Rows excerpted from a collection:

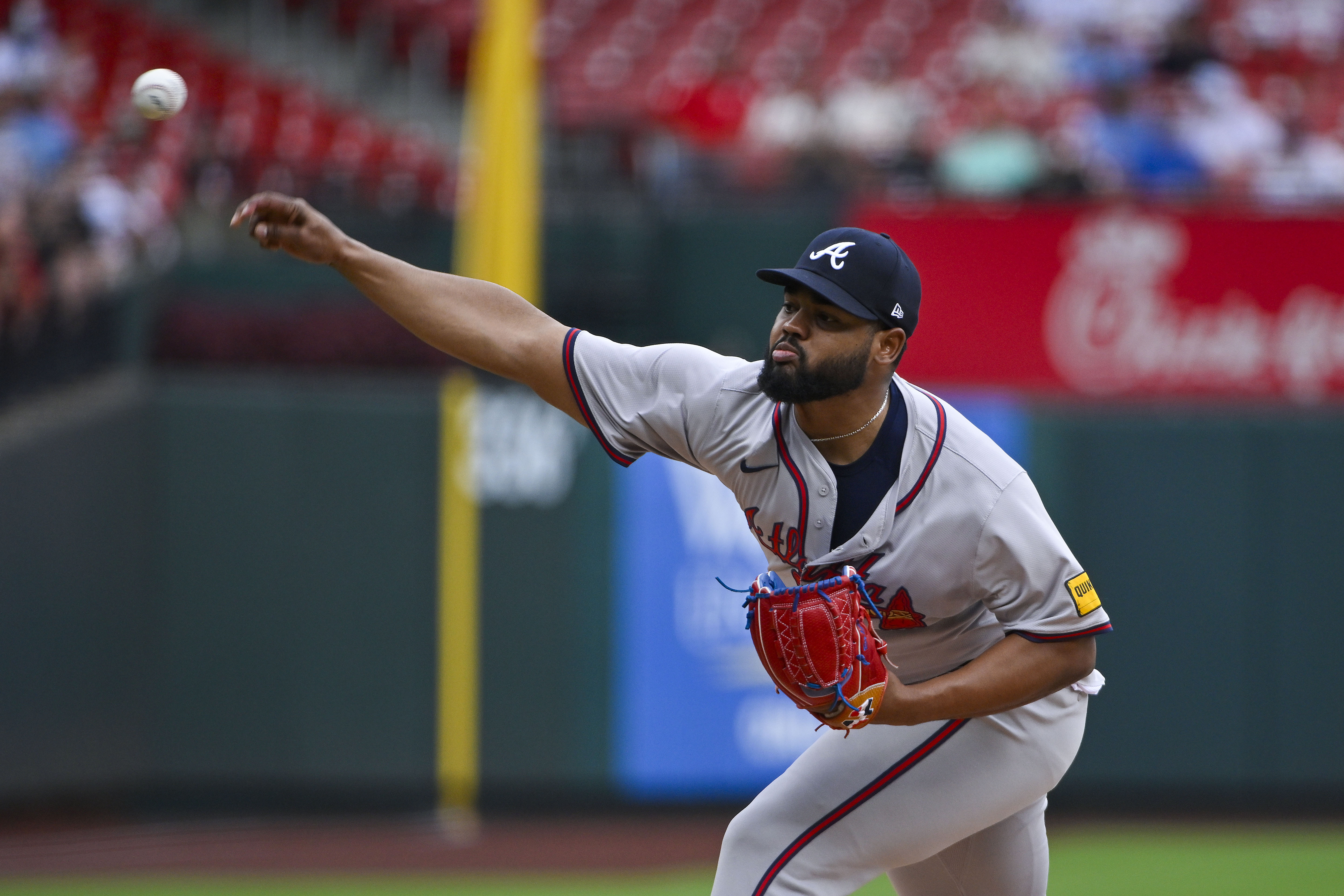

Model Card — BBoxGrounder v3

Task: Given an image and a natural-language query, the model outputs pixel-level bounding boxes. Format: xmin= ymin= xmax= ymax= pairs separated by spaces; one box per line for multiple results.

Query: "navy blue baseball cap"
xmin=757 ymin=227 xmax=921 ymax=336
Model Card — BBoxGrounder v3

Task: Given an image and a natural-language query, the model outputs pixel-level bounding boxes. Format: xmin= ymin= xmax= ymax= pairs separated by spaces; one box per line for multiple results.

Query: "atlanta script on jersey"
xmin=563 ymin=329 xmax=1110 ymax=684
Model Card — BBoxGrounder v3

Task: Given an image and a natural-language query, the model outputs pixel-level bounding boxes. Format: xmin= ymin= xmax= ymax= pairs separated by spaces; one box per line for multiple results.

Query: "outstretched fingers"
xmin=229 ymin=192 xmax=308 ymax=228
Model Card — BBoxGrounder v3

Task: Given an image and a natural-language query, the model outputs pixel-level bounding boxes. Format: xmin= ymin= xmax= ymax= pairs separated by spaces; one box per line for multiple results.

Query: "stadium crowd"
xmin=658 ymin=0 xmax=1344 ymax=207
xmin=0 ymin=0 xmax=176 ymax=355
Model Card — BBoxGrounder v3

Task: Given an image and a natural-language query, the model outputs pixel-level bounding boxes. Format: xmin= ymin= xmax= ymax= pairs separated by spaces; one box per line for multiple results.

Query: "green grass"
xmin=0 ymin=825 xmax=1344 ymax=896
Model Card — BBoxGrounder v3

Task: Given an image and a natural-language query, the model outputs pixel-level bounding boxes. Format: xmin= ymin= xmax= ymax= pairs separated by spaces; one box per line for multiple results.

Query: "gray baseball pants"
xmin=712 ymin=688 xmax=1087 ymax=896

## Task to carry out
Update all of the rows above by replacing "BBoxGrounder v3" with "BBoxGrounder v4" everywhere and keeping everything else unchanged. Leave the pictures out of your answer.

## Exercise output
Model Card — BBoxGrounder v4

Task: Given an image and a natural-language query, the model outputs pixel-level bounding boxes. Format: xmin= ymin= xmax= ymax= pairs separated by spaces; one box per line for multiple results.

Query: "navy blue baseball cap"
xmin=757 ymin=227 xmax=921 ymax=336
Model Card — BBoxGrounder v4

Task: Given an image and a natural-language query, the model outputs pixel-level bounding boxes. Format: xmin= ymin= xmax= ymax= pairs separated by spaces; one box per line for multiple results.

Query: "atlanta script on jersey"
xmin=563 ymin=329 xmax=1110 ymax=684
Model Card — BBoxGrounder v4

Task: Given an image and a natural-language query, the model outputs pixel-level bounding boxes. Format: xmin= ymin= xmax= ymax= pairs separated by spaces; one box per line for multiple results.

Query: "outstretched fingers"
xmin=229 ymin=192 xmax=308 ymax=228
Model Card — BBoxGrounder v4

Task: Given an image and a natural-language query, the model outputs pixel-level bounding boxes. Format: xmin= ymin= xmax= ymax= pairs separated by spaces; one box per line for multiple results.

Query: "stadium crowd"
xmin=658 ymin=0 xmax=1344 ymax=207
xmin=0 ymin=0 xmax=176 ymax=355
Model Card — BBoxGrounder v4

Task: Given an image and a natural-language query, the model outputs pixel-level bounding boxes. Format: xmin= ymin= xmax= ymax= pairs separated by spaces; one box per line for multiple results.

Query: "green grass"
xmin=0 ymin=825 xmax=1344 ymax=896
Model Card — BBoxGrounder v4

Task: Given an image and a natural-language query, the model outputs pixel-level bounding boxes. Format: xmin= ymin= xmax= ymax= pairs separated by spaces; one box per line for multiple results.

Query: "gray baseball pants"
xmin=712 ymin=688 xmax=1087 ymax=896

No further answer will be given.